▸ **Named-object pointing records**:
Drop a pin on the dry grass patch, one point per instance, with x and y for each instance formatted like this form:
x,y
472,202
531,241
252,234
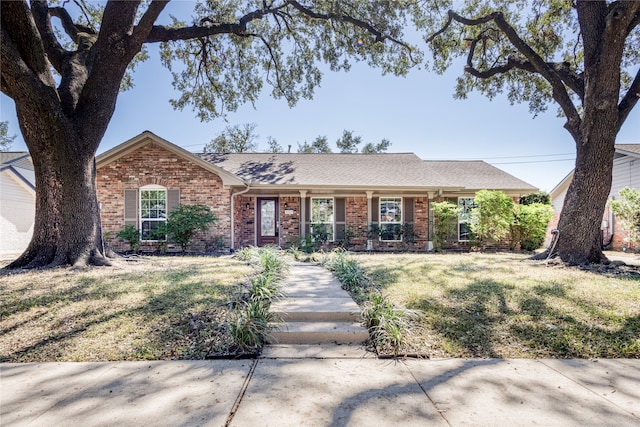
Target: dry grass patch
x,y
153,308
501,305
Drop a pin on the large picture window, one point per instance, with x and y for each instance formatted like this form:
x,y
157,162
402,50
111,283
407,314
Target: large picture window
x,y
153,210
466,204
322,216
391,219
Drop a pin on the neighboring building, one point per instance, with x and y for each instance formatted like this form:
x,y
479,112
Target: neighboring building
x,y
625,173
267,198
17,202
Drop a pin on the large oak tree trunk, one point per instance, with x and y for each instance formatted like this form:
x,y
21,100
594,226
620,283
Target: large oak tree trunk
x,y
67,227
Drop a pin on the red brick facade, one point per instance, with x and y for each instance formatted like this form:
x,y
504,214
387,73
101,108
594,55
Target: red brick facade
x,y
151,164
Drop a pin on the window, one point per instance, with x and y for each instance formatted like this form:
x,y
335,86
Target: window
x,y
466,204
153,210
391,218
322,217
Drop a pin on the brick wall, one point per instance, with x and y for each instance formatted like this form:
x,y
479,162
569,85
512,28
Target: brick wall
x,y
289,222
152,164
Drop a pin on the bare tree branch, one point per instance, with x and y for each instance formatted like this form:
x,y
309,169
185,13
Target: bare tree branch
x,y
54,50
145,25
380,37
17,19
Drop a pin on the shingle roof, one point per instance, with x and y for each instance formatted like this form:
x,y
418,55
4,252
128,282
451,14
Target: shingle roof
x,y
477,175
378,170
19,163
363,170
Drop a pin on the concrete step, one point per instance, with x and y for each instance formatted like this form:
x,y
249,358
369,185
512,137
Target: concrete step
x,y
318,333
316,309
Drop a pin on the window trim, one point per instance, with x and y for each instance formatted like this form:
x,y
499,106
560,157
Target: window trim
x,y
333,216
141,220
381,223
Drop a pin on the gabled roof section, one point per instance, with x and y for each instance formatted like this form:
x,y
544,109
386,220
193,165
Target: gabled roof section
x,y
382,170
20,166
478,175
148,137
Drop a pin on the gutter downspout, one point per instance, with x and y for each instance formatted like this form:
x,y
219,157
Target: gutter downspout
x,y
233,225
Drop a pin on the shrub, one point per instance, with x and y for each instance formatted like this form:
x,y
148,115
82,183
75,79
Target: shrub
x,y
541,198
445,218
530,224
389,326
185,220
131,235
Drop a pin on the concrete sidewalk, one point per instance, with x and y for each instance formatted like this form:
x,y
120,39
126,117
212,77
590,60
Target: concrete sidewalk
x,y
323,392
322,385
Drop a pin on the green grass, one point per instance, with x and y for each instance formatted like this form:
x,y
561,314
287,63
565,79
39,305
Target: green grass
x,y
154,308
501,305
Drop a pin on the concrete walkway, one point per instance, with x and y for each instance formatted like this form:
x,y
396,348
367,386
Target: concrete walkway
x,y
322,385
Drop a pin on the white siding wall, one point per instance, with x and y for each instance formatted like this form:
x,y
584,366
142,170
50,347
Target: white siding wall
x,y
626,173
17,213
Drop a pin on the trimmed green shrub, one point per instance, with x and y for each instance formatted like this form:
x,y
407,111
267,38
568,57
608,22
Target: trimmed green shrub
x,y
492,218
530,224
627,211
445,221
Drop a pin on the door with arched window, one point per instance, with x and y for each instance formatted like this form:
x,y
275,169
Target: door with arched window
x,y
267,221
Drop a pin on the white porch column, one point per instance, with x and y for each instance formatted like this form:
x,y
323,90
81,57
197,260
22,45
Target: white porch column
x,y
303,212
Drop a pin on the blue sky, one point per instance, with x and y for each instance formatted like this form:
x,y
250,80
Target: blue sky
x,y
416,113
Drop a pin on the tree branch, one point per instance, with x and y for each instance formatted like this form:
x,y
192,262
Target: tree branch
x,y
55,52
71,28
20,27
629,101
556,76
145,25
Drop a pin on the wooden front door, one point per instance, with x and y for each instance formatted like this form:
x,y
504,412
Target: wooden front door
x,y
267,221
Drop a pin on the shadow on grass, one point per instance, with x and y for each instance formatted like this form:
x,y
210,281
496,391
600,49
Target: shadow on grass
x,y
125,316
484,318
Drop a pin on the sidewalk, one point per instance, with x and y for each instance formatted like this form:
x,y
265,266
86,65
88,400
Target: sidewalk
x,y
323,392
323,385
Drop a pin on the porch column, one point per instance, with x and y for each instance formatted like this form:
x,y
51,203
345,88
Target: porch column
x,y
303,212
369,207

▸ **Task details**: Repeat the lines above, beginning with the line that contains "Drop a pin on the porch" and continuing through the end of the rows.

▸ **Written answer**:
Drop a pin on the porch column, one point per instance, with x and y for each instance formatted like this form:
x,y
51,203
345,88
Target: porch column
x,y
303,212
369,207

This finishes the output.